### [Text for analysis]

--*--

UNITED NATIONS – Somalia's prime minister said Friday the government wants to liberate all remaining territory held by the Islamic militant group al-Shabab in the coming year and have its own forces take over the country's security from an African Union force in the next two to three years.
Omar Sharmarke said in an interview with The Associated Press that he believes both goals are achievable.
Somalia has been trying to rebuild after establishing its first functioning central government since 1991, when warlords overthrew a longtime dictator and turned on each other, plunging the impoverished nation into chaos. Al-Shabab rebels were ousted from the capital, Mogadishu, in 2011 and have been pushed out of other key cities but they are not yet defeated and the government remains weak.
Sharmarke said al-Shabab "has lost a lot of ground" though they still pose a threat especially in rural areas where they still operate. But compared to other hotspots like Iraq and Afghanistan, he said, "we are the only country that consistently has decreased this radicalization."
The prime minister said Al-Shabab now carries out a major attack every two to three months, like the suicide bombing at the gate of Somalia's presidential palace on Sept. 21, usually when they lose ground to show that they're still viable and to attract young recruits. By contrast, in countries like Iraq and Afghanistan, there are sometimes several attacks a day, he said.
"So I think we really have moved the ground out of a dark ... period, and moved really much more in a positive kind of environment," he said.
Sharmarke said Somali and AU troops have successfully pushed Al-Shabab extremists from all the towns they controlled along the Indian Ocean, which has hurt the militants' efforts to maintain a parallel economy, and they are now pressing the fight to other areas Al-Shabab controls to contain and defeat the "radical insurgency."
"In the coming months, through this year, and beyond, we want to liberate all the remaining ... areas which they occupy now," he said. "It is an achievable goal."
Militarily, Sharmarke said, the government is also trying to build up and train its military, with help from Britain and the United States, so it can gradually take over all security from the AU force.
Somalia does not want the African troops to be replaced by a U.N. peacekeeping force, which has been a long-term goal in Security Council resolutions, he said.
"I think in the coming two to three years, we tend to take (over) everything," Sharmarke said.
At the same time, he said, the government is trying to fight the radical ideology that attracts the extremists through the media, local governments and religious leaders.
Somalia is "trying to reach out to the maximum audience, and it's also evident now that people have moved away from that ideology," Sharmarke said, citing the diminishing support for al-Shabab.
It is also working with neighboring countries including Kenya, Uganda and Ethiopia, where extremists are also being recruited, on a plan to share intelligence — "and actionable intelligence," he said.

--*--

### [What this exercise asks]
**A)** Name every country in the article on Somalia apart from Somalia.
**B)** Write out the part of the article on Somalia starting at "Militarily, Sharmarke said, the" and ending at "the AU force.".
**C)** Answer these from the article on Somalia:
(i) In what year were al-Shabab rebels pushed out of Mogadishu?
(ii) On what date was the suicide bombing at the gate of the presidential palace?
(iii) How often does al-Shabab now carry out a major attack?
The records have nothing to do with the article on Somalia.

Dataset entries

--*--

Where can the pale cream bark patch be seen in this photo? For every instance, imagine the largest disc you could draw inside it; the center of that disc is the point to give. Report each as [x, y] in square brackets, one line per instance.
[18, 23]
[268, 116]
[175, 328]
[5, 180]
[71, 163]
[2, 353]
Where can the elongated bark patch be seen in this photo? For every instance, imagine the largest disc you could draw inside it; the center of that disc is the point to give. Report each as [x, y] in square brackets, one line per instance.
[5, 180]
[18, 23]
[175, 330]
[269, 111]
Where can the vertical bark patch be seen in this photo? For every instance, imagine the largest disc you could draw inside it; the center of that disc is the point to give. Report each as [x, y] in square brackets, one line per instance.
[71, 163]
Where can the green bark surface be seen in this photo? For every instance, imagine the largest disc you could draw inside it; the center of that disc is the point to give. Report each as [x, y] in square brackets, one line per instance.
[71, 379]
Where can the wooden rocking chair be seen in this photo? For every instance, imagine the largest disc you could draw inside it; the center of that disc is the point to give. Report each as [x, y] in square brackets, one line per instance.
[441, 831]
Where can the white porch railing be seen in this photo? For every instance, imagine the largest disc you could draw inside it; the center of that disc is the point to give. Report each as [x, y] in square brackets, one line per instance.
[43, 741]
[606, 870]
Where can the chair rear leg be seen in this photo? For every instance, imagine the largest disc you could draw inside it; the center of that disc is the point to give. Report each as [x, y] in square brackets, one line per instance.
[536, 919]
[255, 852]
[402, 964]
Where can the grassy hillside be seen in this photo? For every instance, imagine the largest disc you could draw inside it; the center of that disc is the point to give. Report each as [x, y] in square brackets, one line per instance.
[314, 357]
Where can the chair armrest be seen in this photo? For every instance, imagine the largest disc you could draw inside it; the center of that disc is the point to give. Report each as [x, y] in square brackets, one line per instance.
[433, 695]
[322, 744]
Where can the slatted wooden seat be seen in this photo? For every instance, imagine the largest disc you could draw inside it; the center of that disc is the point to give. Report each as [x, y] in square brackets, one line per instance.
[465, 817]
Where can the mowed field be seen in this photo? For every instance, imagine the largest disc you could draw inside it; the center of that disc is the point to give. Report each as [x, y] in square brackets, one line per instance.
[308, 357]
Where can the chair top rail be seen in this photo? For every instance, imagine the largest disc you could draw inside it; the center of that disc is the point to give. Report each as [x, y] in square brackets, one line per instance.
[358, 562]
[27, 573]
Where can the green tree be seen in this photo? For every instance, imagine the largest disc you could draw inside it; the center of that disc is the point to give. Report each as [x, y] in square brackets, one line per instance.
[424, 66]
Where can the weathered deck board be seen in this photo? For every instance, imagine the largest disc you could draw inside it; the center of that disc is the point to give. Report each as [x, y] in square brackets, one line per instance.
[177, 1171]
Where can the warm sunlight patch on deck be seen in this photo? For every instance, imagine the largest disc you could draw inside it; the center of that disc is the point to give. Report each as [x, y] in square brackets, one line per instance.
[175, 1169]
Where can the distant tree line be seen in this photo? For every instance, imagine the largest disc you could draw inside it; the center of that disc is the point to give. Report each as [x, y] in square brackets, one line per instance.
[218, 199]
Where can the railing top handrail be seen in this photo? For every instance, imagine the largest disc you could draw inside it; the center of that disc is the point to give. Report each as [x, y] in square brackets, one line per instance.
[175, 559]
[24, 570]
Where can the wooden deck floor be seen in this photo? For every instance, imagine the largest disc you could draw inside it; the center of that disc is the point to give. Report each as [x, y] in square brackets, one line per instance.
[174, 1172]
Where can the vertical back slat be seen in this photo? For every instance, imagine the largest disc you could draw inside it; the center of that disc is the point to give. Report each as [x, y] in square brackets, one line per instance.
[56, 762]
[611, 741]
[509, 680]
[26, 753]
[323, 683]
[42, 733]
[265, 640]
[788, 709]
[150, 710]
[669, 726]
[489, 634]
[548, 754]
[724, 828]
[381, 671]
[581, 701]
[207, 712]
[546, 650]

--*--

### [Solution set]
**A)** Iraq, Afghanistan, Britain, the United States, Kenya, Uganda, Ethiopia

**B)**
Militarily, Sharmarke said, the government is also trying to build up and train its military, with help from Britain and the United States, so it can gradually take over all security from the AU force.

**C)**
(i) 2011
(ii) Sept. 21
(iii) Every two to three months